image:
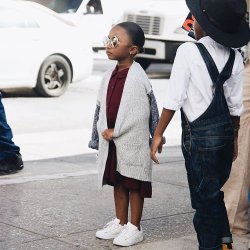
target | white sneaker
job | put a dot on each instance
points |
(129, 236)
(110, 230)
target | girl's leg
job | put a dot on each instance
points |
(121, 197)
(136, 206)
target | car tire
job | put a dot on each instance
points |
(145, 63)
(54, 77)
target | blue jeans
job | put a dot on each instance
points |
(208, 153)
(7, 146)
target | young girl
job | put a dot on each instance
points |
(206, 84)
(125, 116)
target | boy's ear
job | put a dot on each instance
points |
(133, 50)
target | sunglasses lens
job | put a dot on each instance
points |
(114, 41)
(106, 41)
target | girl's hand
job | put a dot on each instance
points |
(108, 134)
(157, 144)
(235, 148)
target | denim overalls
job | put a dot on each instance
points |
(7, 146)
(207, 145)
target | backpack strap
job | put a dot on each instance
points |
(212, 68)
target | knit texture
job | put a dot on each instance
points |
(137, 110)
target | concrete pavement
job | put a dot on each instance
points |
(54, 204)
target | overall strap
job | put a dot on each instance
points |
(211, 66)
(227, 70)
(217, 77)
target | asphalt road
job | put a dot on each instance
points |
(55, 127)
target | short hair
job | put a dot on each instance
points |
(136, 34)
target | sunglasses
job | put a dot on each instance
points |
(112, 42)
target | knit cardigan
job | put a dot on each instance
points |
(137, 118)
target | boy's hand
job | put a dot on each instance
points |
(156, 146)
(108, 134)
(235, 149)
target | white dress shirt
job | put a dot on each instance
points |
(190, 86)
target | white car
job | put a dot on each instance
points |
(161, 21)
(40, 50)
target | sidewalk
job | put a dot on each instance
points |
(55, 204)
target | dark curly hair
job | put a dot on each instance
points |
(136, 34)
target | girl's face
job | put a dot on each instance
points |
(198, 31)
(122, 45)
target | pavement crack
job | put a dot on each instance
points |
(168, 216)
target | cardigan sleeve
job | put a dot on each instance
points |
(94, 142)
(154, 113)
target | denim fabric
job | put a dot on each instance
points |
(207, 145)
(7, 146)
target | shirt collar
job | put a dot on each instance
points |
(120, 74)
(207, 40)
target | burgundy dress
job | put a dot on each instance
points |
(111, 176)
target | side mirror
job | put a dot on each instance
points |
(90, 10)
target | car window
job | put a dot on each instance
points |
(61, 6)
(11, 18)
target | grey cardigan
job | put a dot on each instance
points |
(137, 118)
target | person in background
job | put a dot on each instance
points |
(10, 157)
(125, 116)
(206, 84)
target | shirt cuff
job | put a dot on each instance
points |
(172, 106)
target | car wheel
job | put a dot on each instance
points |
(54, 77)
(143, 62)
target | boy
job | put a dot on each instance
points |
(211, 104)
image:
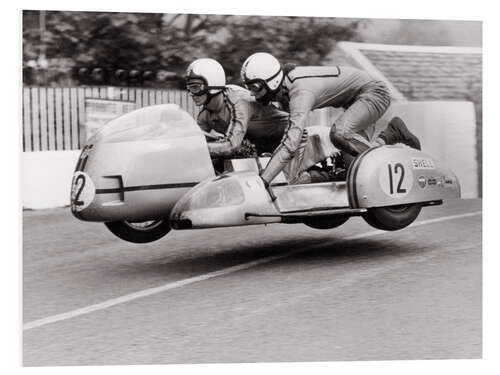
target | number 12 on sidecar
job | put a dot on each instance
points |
(149, 171)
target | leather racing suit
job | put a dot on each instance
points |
(307, 88)
(235, 114)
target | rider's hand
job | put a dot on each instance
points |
(268, 188)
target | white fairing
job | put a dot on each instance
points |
(139, 165)
(396, 175)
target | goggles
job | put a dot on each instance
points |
(197, 88)
(255, 85)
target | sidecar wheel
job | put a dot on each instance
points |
(392, 217)
(139, 232)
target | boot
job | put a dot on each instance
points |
(397, 132)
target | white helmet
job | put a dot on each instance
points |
(264, 69)
(210, 72)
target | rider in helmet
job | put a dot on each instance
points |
(301, 89)
(229, 112)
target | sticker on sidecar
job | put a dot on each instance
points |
(82, 191)
(395, 179)
(422, 163)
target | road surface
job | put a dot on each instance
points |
(253, 294)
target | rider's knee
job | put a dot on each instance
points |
(339, 137)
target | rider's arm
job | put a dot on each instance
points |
(236, 130)
(300, 105)
(202, 121)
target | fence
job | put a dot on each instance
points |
(54, 117)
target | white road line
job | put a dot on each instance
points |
(210, 275)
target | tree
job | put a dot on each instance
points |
(143, 42)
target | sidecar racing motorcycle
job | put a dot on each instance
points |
(149, 171)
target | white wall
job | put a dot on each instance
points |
(446, 131)
(47, 178)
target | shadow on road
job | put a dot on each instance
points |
(306, 251)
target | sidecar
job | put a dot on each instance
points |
(149, 171)
(387, 186)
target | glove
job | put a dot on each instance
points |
(269, 190)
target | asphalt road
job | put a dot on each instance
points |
(296, 293)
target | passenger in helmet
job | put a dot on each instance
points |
(301, 89)
(229, 113)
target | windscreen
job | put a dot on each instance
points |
(148, 123)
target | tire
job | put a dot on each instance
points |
(328, 222)
(392, 217)
(143, 232)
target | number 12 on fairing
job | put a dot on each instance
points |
(396, 177)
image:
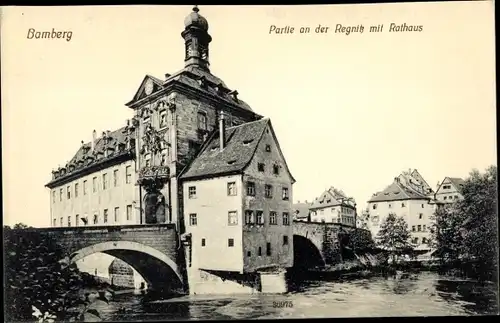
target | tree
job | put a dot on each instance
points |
(394, 236)
(466, 231)
(39, 280)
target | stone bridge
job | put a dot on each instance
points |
(152, 250)
(320, 244)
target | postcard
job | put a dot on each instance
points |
(249, 162)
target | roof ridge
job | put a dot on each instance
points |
(247, 123)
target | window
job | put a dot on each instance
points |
(285, 240)
(232, 218)
(231, 188)
(115, 177)
(250, 188)
(193, 219)
(273, 218)
(285, 194)
(117, 214)
(163, 119)
(128, 175)
(104, 181)
(202, 121)
(286, 218)
(249, 217)
(129, 212)
(259, 217)
(269, 191)
(192, 192)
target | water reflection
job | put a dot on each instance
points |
(418, 295)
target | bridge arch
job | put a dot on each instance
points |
(158, 269)
(306, 253)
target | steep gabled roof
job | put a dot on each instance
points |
(191, 76)
(115, 137)
(396, 192)
(301, 210)
(241, 143)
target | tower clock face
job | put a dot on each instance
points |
(148, 88)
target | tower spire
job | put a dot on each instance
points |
(196, 39)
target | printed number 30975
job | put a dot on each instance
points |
(282, 304)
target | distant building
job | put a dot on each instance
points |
(334, 206)
(408, 196)
(301, 211)
(450, 190)
(238, 201)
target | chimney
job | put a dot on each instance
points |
(94, 138)
(222, 130)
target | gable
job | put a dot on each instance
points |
(269, 153)
(147, 82)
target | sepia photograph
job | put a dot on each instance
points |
(209, 162)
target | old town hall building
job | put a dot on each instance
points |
(188, 126)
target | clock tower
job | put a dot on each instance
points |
(196, 40)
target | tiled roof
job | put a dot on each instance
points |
(301, 210)
(457, 182)
(241, 143)
(115, 137)
(396, 192)
(190, 76)
(80, 164)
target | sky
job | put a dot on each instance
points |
(350, 111)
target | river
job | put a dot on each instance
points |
(425, 293)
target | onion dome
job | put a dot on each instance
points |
(194, 19)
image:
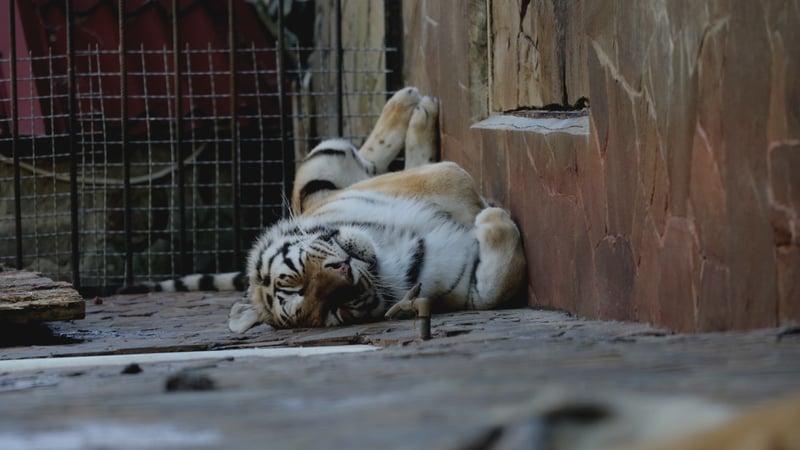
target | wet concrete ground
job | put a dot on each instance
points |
(483, 372)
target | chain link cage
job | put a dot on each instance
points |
(168, 157)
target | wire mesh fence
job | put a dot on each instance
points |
(164, 159)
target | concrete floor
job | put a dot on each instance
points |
(482, 374)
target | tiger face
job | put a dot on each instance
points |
(314, 278)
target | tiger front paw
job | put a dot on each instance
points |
(389, 135)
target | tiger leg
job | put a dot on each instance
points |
(388, 137)
(423, 133)
(501, 267)
(332, 165)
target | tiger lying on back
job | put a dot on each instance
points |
(359, 239)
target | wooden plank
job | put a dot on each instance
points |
(27, 297)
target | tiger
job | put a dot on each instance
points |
(359, 237)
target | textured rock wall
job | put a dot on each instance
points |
(680, 205)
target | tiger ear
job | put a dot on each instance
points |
(243, 316)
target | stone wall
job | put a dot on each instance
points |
(675, 201)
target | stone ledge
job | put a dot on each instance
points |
(578, 126)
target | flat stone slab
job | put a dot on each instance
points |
(27, 297)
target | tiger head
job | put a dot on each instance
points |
(314, 277)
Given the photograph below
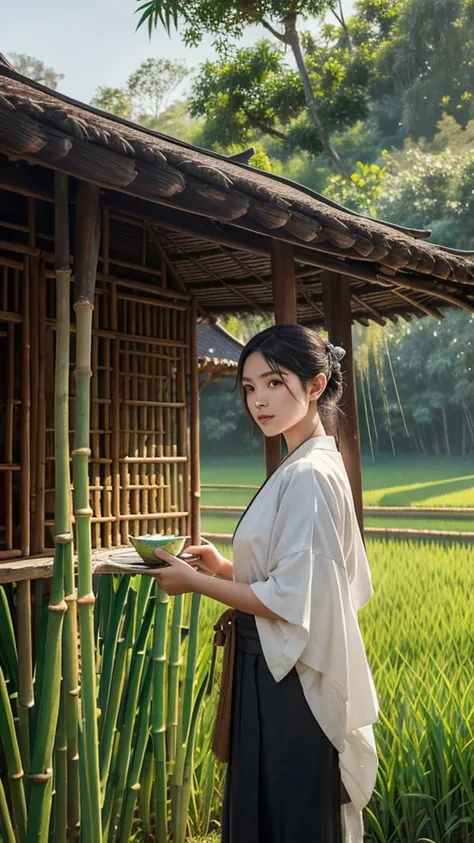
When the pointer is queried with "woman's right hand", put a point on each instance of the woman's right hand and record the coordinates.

□ □ □

• ASSIGNMENT: Quote only what lies between the first line of the records and the line containing "target | dark curly hair", please, including both lines and excluding images.

• EXPECTED ANSWER:
image:
target | white sneaker
job | put a dot on each instance
points |
(129, 236)
(110, 230)
target | girl's leg
job | put a dot on each instance
points |
(121, 197)
(136, 206)
target | car tire
job | put a dot on each instance
points |
(145, 63)
(54, 77)
target | blue jeans
job | put a dot on each instance
points |
(208, 153)
(7, 146)
target | young girl
job | put a dot on each instance
points |
(206, 84)
(125, 116)
target | boy's ear
job | put a dot on each instance
points |
(133, 50)
target | sunglasses lens
job | put a dot on each instance
points |
(114, 41)
(106, 41)
target | girl's hand
job | put a dot on each instance
points |
(108, 134)
(157, 144)
(235, 148)
target | denim overalls
job | put a dot on each instance
points |
(7, 146)
(207, 145)
target | backpack strap
job | put a dot on each instance
points |
(212, 68)
target | knit texture
job | put a dot on each instance
points |
(137, 110)
target | concrete pavement
job | put a dot on each instance
points |
(54, 204)
target | overall strap
job | put a dot on each instance
points |
(211, 66)
(227, 70)
(217, 77)
target | asphalt road
job | put a dot on each instance
points |
(55, 127)
target | short hair
job | put a dot on each instance
points |
(136, 34)
target | sunglasses
job | put a dot on each instance
points |
(112, 42)
target | knit cardigan
job | put a dot on each instance
points |
(137, 118)
target | boy's hand
job | put a dot on each instance
points |
(156, 146)
(108, 134)
(235, 149)
target | white dress shirt
job | put a dot on each instance
points |
(190, 86)
target | white car
job | put a dot on each instance
points |
(161, 21)
(40, 50)
target | sidewalk
job | put a dot on each instance
points |
(55, 204)
target | dark curly hair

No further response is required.